▶ [Given problem A] Shift the coordinates in the records by adding 64 to every number, then write out the lines starting at the one that contains "# Target: vatican flag" and ending at the last line of the records, with all the other lines left unchanged.

Children in the Tibetan Autonomous Region are losing fluency in the Tibetan language as schools are increasingly teaching subjects in Mandarin. Now most students in Tibet will only hear Tibetan-speaking teachers in classes where they study the language itself. As a result, many parents in the region are saddened that Mandarin has become the dominant language of their children.

Read the article below about the Tibetan language in Tibet.


Complete the sentences below with NO MORE than TWO WORDS from the article.

 
  1. In the 2010s, _____________ led to the use of Mandarin in elementary schools.

  2. Students' use of Tibetan has ____________ leading to less competence in the language.

  3. Arya Tsewang Gyalpo believes that the reduction in the use of Tibetan language is a threat to Tibetan's ______________

  4. Karma Tenzin believes that use of Mandarin in schools has the effect of alienating ________ from their cultural heritage.

  5. A 2020 Human Rights Watch report identified that _____________ have been pressurized to give preference to classroom instruction in Chinese.

  6. Recently, Tibetan nationalists have been setting up ________________ which are often considered illegal by the authorities.

 

Instruction in Mandarin has been in effect in most middle and high schools in the region since the 1960s, but in the 2010s, many elementary schools and even kindergartens began teaching in Mandarin due to the educational policies of the regional government.


The switch to Mandarin in primary and middle schools has resulted in reduced competency in Tibetan due to diminished usage. Outside of school, often students can be heard using Chinese instead of Tibetan in their daily conversations. Furthermore, at school, children tend to get better grades in Chinese and other subjects, with little care or attention to Tibetan.

▶ [Listing]

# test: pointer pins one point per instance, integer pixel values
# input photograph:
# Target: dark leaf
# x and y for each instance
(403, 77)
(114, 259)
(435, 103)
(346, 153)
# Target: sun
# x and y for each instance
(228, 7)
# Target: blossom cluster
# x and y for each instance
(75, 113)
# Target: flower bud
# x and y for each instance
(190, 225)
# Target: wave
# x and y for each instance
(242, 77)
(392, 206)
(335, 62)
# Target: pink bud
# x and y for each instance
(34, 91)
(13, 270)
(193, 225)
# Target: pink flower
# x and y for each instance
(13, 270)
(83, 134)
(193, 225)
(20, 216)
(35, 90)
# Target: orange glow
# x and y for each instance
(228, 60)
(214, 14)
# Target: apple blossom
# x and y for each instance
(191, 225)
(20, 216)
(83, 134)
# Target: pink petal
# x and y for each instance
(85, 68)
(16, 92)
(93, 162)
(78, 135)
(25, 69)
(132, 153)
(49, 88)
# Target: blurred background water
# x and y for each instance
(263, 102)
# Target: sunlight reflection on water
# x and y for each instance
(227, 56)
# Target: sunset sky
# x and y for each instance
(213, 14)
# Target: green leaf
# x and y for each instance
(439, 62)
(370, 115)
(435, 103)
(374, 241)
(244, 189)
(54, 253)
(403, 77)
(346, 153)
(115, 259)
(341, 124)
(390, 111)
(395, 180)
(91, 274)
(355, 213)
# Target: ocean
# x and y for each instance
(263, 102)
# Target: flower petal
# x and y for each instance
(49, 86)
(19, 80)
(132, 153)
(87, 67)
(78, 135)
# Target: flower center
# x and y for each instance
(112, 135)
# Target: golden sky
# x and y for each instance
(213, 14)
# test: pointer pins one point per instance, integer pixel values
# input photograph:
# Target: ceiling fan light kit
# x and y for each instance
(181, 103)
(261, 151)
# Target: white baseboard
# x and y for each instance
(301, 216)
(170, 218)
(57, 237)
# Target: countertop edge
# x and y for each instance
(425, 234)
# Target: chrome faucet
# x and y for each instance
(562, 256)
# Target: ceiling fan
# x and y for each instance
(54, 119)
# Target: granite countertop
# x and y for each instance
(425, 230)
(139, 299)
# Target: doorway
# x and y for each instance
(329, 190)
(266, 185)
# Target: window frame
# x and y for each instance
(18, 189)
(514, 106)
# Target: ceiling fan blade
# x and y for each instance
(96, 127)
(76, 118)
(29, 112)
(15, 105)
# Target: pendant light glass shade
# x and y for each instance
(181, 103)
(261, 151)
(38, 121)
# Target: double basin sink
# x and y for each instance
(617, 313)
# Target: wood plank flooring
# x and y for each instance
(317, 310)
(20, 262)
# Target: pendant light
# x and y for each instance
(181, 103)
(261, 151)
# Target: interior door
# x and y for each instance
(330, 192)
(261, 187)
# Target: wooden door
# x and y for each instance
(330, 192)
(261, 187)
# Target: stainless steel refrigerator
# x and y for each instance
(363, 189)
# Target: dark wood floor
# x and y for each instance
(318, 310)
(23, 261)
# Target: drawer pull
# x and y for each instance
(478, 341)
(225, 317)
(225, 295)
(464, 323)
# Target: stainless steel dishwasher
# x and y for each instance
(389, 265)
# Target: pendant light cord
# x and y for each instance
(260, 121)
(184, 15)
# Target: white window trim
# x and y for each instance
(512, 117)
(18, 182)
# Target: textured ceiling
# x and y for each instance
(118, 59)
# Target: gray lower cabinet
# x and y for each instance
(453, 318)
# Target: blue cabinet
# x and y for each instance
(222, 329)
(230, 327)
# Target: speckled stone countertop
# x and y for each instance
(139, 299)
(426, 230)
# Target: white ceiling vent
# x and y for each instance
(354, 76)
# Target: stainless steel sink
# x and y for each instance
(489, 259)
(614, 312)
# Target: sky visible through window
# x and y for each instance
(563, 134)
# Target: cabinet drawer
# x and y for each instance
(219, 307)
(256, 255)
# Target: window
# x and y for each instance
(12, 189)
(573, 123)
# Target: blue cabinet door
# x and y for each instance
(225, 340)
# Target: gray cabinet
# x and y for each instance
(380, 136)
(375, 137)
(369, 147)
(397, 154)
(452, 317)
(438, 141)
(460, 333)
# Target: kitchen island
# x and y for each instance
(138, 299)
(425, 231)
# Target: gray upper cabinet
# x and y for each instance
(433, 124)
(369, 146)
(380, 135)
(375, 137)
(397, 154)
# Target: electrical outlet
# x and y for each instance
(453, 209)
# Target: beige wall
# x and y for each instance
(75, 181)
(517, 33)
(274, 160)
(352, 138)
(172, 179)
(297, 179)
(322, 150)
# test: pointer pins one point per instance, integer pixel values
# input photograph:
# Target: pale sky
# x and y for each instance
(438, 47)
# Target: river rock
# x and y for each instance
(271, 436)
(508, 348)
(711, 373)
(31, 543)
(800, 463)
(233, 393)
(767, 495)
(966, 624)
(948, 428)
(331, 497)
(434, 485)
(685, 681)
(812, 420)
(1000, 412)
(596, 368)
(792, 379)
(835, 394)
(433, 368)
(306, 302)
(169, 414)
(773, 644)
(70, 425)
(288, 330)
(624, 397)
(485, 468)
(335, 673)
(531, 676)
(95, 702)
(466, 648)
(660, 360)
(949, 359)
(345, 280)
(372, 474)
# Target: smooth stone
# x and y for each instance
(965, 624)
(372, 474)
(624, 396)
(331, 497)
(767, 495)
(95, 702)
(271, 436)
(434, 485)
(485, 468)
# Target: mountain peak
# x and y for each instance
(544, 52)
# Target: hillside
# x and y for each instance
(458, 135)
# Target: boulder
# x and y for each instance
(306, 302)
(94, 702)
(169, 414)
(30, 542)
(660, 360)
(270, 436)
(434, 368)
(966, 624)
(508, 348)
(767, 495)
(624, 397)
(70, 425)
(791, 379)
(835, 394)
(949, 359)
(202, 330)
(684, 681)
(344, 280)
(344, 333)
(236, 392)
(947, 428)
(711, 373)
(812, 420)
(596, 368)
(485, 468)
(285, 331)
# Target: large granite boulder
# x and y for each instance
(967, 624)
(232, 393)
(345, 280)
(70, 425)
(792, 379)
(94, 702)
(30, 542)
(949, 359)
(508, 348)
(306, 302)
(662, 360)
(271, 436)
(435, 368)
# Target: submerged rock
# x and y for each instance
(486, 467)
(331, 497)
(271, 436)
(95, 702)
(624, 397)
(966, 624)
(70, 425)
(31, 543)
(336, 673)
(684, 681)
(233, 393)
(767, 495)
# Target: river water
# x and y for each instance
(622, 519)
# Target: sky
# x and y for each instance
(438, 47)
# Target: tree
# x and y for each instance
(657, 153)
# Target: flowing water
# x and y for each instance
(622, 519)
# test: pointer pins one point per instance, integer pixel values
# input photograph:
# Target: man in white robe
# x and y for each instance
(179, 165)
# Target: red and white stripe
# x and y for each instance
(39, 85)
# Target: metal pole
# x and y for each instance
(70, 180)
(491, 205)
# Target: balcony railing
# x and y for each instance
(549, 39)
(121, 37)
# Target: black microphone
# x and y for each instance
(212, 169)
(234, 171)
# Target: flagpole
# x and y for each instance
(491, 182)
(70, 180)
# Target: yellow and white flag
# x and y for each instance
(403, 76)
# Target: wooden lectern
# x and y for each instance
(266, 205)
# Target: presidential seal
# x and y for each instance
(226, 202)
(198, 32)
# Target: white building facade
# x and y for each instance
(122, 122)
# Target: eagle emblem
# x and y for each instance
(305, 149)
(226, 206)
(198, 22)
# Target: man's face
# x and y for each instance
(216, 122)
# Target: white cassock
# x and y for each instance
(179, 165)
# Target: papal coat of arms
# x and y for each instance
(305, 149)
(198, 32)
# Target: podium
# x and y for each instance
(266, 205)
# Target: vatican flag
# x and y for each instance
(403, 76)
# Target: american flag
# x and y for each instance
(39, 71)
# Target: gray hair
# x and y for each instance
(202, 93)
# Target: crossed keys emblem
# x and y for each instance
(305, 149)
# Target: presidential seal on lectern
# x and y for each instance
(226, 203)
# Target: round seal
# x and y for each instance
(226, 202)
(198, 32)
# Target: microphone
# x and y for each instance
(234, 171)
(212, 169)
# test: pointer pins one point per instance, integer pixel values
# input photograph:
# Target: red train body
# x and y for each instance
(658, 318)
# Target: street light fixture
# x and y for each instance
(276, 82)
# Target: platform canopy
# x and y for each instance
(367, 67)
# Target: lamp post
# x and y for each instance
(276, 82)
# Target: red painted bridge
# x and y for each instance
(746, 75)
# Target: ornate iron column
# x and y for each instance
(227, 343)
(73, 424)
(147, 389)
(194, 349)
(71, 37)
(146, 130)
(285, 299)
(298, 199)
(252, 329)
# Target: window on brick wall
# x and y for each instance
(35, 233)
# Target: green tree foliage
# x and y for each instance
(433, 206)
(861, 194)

▶ [Given problem B] From the text on the Tibetan language, copy out word for word the passage starting at "Complete the sentences" and ending at "in the language.".

▶ [Exercise output A]
# Target: vatican flag
# x and y for each instance
(467, 140)
# Target: american flag
# x and y for each instance
(103, 135)
# Target: gray hair
# x and y for each instance
(266, 157)
# Target: crossed keys emblem
# x and y for each instance
(369, 213)
# Target: presidential seal on lectern
# x and y for each instance
(290, 267)
# Target: round seal
# x and y for each instance
(290, 266)
(262, 96)
# Target: microphone
# x and y for each instance
(298, 235)
(276, 233)
# test: pointer pins one point per instance, integer pixel values
# input photograph:
# Target: red train body
# x and y for each instance
(722, 382)
# Target: street light fixture
# x and y for each instance
(340, 146)
# Target: platform canopy
# x and y for each instance
(431, 131)
# Target: lamp post
# x and y for each instance
(340, 146)
# Target: red painted bridge
# x and y for each instance
(810, 139)
# Target: ornate iron column
# x and y for each instance
(291, 407)
(137, 488)
(211, 453)
(258, 413)
(135, 101)
(210, 194)
(349, 363)
(362, 263)
(316, 393)
# Target: window on brick wall
# x and y for each instance
(99, 297)
# Target: green tree foliage
# x and y for each instance
(497, 270)
(925, 258)

▶ [Exercise output B]
Complete the sentences below with NO MORE than TWO WORDS from the article.

 
  1. In the 2010s, _____________ led to the use of Mandarin in elementary schools.

  2. Students' use of Tibetan has ____________ leading to less competence in the language.